### TASK INPUT
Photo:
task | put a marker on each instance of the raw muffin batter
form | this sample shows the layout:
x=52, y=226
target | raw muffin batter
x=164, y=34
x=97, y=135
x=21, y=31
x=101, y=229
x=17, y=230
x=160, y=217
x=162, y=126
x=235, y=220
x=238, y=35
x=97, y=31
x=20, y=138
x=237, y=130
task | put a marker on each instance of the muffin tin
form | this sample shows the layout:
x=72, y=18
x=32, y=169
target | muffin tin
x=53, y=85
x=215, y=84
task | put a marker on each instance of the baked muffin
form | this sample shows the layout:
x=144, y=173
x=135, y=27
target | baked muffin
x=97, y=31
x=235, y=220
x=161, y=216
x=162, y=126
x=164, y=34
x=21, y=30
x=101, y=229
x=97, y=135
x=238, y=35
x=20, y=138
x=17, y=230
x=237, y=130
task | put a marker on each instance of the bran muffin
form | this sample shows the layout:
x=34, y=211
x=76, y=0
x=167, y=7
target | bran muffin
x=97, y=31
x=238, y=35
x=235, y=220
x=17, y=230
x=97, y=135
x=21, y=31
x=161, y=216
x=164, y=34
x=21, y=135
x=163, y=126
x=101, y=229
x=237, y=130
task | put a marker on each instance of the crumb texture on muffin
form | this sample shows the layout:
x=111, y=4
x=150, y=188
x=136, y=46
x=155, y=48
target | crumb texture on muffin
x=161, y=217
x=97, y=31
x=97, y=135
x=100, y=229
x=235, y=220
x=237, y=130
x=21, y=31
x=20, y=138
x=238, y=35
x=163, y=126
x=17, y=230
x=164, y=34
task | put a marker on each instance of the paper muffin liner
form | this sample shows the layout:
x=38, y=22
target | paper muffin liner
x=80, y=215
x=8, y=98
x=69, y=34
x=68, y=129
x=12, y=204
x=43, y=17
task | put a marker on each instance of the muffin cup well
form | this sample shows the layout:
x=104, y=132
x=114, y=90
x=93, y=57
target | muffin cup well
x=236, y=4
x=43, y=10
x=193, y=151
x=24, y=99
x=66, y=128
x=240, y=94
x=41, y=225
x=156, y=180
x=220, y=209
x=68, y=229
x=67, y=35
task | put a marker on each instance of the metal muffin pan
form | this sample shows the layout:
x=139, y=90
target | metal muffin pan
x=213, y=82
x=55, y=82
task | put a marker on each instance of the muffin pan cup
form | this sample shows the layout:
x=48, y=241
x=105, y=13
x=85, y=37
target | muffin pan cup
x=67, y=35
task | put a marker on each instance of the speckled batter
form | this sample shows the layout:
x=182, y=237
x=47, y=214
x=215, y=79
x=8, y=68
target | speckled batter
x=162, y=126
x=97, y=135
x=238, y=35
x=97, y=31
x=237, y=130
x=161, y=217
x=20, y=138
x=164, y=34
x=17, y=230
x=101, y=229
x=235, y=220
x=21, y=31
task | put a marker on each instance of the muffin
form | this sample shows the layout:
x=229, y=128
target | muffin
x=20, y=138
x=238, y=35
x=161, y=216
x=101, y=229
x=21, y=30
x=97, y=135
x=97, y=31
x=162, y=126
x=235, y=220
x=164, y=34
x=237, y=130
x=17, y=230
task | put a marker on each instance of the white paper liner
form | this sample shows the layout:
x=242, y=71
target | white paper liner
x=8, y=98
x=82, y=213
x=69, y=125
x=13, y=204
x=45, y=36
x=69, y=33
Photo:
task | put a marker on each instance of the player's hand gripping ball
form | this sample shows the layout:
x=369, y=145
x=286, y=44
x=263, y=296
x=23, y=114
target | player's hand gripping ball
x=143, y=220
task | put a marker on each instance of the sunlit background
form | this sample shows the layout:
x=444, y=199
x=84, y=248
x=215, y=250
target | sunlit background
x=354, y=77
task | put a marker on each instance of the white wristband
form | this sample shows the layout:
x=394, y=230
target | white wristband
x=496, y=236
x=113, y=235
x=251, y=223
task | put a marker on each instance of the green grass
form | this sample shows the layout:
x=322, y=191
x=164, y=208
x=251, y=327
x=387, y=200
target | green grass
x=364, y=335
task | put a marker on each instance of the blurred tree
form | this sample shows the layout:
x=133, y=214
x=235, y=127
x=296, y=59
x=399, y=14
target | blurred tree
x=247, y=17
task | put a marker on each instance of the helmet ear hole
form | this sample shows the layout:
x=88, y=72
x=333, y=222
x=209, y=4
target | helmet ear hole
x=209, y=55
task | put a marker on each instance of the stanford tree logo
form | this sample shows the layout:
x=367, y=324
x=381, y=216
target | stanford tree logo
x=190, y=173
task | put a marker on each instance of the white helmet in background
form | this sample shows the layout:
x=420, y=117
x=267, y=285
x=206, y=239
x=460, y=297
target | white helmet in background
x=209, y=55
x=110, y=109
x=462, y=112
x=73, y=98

### WHAT IS NEEDED
Please reproduce the listing from the line with "task | put a marker on each instance of the blurred" through the last line of the listing, both included, and only those lines, with every x and y coordinate in the answers multiplied by 2.35 and rounded to a whole number, halves rounding up. Leave the requests and their format samples unchanged.

### THE COMPLETED TASK
task | put a marker on each instance of the blurred tree
form | this sample shows the layout:
x=133, y=214
x=235, y=127
x=296, y=59
x=399, y=14
target | blurred tree
x=580, y=40
task | put a marker on each instance of the helmet ear hole
form | this sample shows the layout:
x=88, y=72
x=333, y=222
x=209, y=4
target | helmet ear hole
x=491, y=129
task | put a marker on each instance of the stanford tree logo
form | this sample shows the layout:
x=367, y=324
x=381, y=216
target | stanford tree logo
x=447, y=407
task | put a marker on each instance of the white helmet in background
form | this sample shows the layout:
x=420, y=117
x=267, y=285
x=206, y=239
x=460, y=297
target | white helmet in background
x=491, y=129
x=259, y=256
x=1086, y=263
x=172, y=230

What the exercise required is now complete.